---------- TASK INPUTS

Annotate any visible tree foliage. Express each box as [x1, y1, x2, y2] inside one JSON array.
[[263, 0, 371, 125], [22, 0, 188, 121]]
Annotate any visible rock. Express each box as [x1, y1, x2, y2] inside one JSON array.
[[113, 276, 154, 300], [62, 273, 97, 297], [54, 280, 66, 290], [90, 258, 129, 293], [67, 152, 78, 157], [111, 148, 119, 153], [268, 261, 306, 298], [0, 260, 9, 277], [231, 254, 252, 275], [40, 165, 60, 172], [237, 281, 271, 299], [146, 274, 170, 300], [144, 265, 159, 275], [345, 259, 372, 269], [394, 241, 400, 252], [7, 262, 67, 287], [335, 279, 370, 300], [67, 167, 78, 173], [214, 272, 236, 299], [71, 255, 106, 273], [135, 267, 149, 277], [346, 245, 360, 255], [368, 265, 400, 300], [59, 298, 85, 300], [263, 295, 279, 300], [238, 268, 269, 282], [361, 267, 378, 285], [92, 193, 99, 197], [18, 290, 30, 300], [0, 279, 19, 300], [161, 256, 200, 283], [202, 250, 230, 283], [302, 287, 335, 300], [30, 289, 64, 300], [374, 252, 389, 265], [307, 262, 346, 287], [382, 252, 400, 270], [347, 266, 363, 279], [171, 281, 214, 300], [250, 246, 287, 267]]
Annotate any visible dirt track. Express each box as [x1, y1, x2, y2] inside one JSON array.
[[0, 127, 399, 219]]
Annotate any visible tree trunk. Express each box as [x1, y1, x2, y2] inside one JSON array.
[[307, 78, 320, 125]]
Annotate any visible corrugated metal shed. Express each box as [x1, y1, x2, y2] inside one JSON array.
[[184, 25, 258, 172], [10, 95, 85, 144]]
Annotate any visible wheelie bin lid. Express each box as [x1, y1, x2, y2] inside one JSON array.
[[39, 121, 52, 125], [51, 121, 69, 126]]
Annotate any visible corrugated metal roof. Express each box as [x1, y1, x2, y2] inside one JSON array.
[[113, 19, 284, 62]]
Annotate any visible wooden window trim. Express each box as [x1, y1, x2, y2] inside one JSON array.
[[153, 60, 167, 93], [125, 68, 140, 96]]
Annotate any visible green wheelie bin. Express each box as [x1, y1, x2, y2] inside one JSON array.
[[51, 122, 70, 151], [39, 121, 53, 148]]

--------------------

**ASSIGNED TASK**
Could you give again, word for word, the line with "Annotate any visible green" and all lines after it through the end of the data? Leave out everything else.

**RESPONSE FOR THIS EXERCISE**
Annotate any visible green wheelie bin. Express each box as [x1, y1, x2, y2] inside one JSON array.
[[51, 122, 70, 151], [39, 121, 53, 148]]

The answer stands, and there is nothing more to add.